---------- Extract to read

Chapter 02 | Network Defense: Understanding IP Bans, ASN Isolation, and TLS Fingerprinting

7 MIN READ | UPDATED: 2026-06-16
DIRECT SUMMARY // KEY TAKEAWAY

Explore the first line of defense in anti-scraping: network-layer controls. Learn how websites identify scrapers via IP, rate limiting, and sophisticated TLS fingerprinting.

2.1 IP Banning: The Oldest and Most Effective Defense

IP banning is the first and most common line of defense for any website. Websites block automated access by identifying the source IP of a request and blacklisting it.

Types of IP Controls

Type Trigger Condition Symptom
Single IP Ban High request frequency from one IP Returns 403 or 429
ASN Banning Banning an entire IP range (e.g., Cloud provider ranges) No IPs from that data center can access the site
Geo-Banning Banning specific countries or regions Rejected based on GeoIP match
Residential vs Data Center Detecting IP type Data center IPs are directly rejected

Why is your server IP so easily banned?
IP ranges for cloud providers like AWS, GCP, and Alibaba Cloud are public. Websites can block all cloud servers with a simple rule:
if ip in DATACENTER_IP_RANGES: block()

Rate Limiting

sequenceDiagram
    participant Bot as Scraper
    participant WAF as WAF/CDN
    participant Server as Origin Server

    Bot->>WAF: GET /page (1st time)

--------------------

What the exercise asks ▸ Reproduce the entire page on IP bans, ASN isolation, and TLS fingerprinting, word for word.

---------- The data

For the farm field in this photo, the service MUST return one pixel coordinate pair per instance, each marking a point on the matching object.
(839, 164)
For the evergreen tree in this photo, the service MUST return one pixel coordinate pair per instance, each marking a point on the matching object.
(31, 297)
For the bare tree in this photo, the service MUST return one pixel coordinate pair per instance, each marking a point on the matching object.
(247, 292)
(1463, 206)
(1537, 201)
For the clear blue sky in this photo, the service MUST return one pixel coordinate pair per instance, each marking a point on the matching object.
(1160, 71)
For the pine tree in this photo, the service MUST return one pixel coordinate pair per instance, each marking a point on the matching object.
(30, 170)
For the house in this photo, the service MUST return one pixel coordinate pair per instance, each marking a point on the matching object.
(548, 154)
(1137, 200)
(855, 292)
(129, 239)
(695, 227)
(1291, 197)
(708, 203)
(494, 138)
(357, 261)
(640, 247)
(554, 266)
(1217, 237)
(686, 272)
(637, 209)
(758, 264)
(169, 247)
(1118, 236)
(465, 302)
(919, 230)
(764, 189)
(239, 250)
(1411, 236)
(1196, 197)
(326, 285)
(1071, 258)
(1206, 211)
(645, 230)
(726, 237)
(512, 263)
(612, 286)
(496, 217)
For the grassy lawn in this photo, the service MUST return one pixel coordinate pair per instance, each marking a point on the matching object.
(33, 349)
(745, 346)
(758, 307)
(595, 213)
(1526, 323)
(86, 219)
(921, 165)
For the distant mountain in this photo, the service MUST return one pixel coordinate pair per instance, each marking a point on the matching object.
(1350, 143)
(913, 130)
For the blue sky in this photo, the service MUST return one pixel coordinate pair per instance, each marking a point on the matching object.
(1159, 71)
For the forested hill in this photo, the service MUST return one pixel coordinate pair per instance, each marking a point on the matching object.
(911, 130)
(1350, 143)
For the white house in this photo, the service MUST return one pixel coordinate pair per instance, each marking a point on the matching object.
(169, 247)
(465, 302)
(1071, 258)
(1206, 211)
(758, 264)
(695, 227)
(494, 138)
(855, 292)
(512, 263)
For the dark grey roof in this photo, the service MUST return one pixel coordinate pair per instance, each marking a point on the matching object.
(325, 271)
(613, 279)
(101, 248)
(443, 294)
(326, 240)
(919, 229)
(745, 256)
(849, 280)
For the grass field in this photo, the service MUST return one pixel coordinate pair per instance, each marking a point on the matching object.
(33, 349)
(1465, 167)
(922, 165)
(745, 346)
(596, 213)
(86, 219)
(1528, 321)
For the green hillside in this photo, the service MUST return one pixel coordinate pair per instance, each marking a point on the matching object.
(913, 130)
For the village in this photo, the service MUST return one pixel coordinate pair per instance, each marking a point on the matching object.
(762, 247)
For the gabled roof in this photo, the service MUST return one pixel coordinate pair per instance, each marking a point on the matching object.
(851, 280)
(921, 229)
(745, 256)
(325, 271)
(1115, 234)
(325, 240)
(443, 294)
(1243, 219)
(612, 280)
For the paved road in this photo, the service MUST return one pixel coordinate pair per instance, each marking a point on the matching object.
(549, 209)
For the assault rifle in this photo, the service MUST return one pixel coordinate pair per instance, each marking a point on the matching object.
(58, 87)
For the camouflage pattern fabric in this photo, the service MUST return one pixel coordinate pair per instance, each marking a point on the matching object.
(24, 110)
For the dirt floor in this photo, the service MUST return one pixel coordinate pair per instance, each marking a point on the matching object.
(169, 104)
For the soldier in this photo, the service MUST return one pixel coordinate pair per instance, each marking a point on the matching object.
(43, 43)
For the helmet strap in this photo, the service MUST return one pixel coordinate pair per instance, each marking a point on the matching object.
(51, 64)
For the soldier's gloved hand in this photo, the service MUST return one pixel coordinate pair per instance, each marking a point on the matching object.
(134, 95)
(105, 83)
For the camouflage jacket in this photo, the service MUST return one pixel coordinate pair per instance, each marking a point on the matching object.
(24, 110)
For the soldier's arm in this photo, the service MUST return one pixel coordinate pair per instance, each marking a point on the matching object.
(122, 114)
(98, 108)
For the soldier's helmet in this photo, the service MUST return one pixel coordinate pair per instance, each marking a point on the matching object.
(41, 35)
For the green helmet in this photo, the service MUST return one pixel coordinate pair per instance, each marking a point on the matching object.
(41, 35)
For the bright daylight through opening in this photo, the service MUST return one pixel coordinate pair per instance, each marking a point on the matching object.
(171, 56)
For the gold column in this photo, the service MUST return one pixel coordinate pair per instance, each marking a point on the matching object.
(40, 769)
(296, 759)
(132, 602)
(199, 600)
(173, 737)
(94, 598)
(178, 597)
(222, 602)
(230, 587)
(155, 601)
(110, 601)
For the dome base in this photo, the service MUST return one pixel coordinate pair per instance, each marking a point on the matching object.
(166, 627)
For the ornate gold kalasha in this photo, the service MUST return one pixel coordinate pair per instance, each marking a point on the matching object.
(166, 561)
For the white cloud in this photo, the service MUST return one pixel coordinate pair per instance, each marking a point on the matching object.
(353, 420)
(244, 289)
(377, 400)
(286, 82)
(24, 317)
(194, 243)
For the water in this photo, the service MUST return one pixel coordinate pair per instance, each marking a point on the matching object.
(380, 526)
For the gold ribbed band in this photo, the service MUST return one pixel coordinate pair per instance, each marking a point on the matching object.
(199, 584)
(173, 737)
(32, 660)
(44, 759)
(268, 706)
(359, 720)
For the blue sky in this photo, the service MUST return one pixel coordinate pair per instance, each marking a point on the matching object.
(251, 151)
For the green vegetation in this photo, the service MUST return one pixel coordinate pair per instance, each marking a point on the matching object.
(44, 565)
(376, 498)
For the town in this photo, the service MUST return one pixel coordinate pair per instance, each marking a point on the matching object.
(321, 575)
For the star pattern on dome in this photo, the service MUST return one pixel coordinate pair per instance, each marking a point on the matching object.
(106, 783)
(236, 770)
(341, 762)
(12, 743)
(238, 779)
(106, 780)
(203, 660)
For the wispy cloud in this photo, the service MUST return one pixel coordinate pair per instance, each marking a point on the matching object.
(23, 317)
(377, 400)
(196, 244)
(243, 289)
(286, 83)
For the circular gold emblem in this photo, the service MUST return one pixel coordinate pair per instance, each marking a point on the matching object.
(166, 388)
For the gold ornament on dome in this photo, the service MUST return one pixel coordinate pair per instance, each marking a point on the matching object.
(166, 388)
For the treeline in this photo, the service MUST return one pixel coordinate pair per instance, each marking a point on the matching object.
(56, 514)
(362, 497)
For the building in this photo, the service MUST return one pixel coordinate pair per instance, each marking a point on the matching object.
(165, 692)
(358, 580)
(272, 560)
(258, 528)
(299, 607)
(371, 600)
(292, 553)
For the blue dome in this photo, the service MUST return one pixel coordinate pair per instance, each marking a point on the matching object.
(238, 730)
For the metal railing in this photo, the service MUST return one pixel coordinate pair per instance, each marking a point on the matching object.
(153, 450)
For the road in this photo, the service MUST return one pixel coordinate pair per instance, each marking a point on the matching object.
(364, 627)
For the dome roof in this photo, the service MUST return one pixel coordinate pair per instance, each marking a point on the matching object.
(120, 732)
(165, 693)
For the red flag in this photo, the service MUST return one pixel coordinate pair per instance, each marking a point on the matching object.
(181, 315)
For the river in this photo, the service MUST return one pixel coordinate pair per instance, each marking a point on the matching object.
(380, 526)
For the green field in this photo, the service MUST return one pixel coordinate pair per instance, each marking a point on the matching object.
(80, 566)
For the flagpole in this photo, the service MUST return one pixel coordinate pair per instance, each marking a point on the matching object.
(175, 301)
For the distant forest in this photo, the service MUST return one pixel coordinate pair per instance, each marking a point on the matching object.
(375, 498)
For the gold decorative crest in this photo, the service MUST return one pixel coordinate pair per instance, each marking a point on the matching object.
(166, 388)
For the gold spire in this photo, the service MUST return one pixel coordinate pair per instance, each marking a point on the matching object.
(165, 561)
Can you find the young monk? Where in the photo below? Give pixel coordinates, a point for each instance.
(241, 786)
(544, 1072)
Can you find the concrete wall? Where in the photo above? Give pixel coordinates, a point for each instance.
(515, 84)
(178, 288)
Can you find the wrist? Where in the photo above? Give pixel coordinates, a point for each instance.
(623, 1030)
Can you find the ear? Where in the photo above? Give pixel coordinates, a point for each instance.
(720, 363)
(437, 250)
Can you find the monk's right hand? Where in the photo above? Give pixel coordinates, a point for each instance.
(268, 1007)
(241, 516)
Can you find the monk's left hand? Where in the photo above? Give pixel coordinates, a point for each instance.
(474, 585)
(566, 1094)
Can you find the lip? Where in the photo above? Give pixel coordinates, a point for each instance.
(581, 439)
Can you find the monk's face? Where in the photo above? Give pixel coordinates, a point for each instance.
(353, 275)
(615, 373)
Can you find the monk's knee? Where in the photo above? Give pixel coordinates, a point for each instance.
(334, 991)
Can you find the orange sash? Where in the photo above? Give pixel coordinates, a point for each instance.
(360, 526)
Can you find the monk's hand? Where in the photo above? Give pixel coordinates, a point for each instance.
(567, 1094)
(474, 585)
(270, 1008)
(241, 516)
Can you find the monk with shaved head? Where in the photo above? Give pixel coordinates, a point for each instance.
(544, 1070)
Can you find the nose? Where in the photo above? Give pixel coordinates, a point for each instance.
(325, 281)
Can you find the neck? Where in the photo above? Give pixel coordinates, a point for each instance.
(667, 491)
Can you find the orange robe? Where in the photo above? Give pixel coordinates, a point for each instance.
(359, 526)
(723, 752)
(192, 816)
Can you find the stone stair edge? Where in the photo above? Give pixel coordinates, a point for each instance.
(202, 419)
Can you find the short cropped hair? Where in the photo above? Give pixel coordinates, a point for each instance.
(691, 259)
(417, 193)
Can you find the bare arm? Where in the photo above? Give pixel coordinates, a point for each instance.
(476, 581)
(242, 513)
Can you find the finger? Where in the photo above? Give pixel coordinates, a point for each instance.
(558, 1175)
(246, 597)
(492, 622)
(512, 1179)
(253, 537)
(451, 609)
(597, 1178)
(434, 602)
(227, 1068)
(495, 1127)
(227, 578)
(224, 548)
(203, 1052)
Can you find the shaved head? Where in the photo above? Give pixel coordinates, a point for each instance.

--------------------

Result of the task ▸
Chapter 02 | Network Defense: Understanding IP Bans, ASN Isolation, and TLS Fingerprinting

7 MIN READ | UPDATED: 2026-06-16
DIRECT SUMMARY // KEY TAKEAWAY

Explore the first line of defense in anti-scraping: network-layer controls. Learn how websites identify scrapers via IP, rate limiting, and sophisticated TLS fingerprinting.

2.1 IP Banning: The Oldest and Most Effective Defense

IP banning is the first and most common line of defense for any website. Websites block automated access by identifying the source IP of a request and blacklisting it.

Types of IP Controls

Type Trigger Condition Symptom
Single IP Ban High request frequency from one IP Returns 403 or 429
ASN Banning Banning an entire IP range (e.g., Cloud provider ranges) No IPs from that data center can access the site
Geo-Banning Banning specific countries or regions Rejected based on GeoIP match
Residential vs Data Center Detecting IP type Data center IPs are directly rejected

Why is your server IP so easily banned?
IP ranges for cloud providers like AWS, GCP, and Alibaba Cloud are public. Websites can block all cloud servers with a simple rule:
if ip in DATACENTER_IP_RANGES: block()

Rate Limiting

sequenceDiagram
    participant Bot as Scraper
    participant WAF as WAF/CDN
    participant Server as Origin Server

    Bot->>WAF: GET /page (1st time)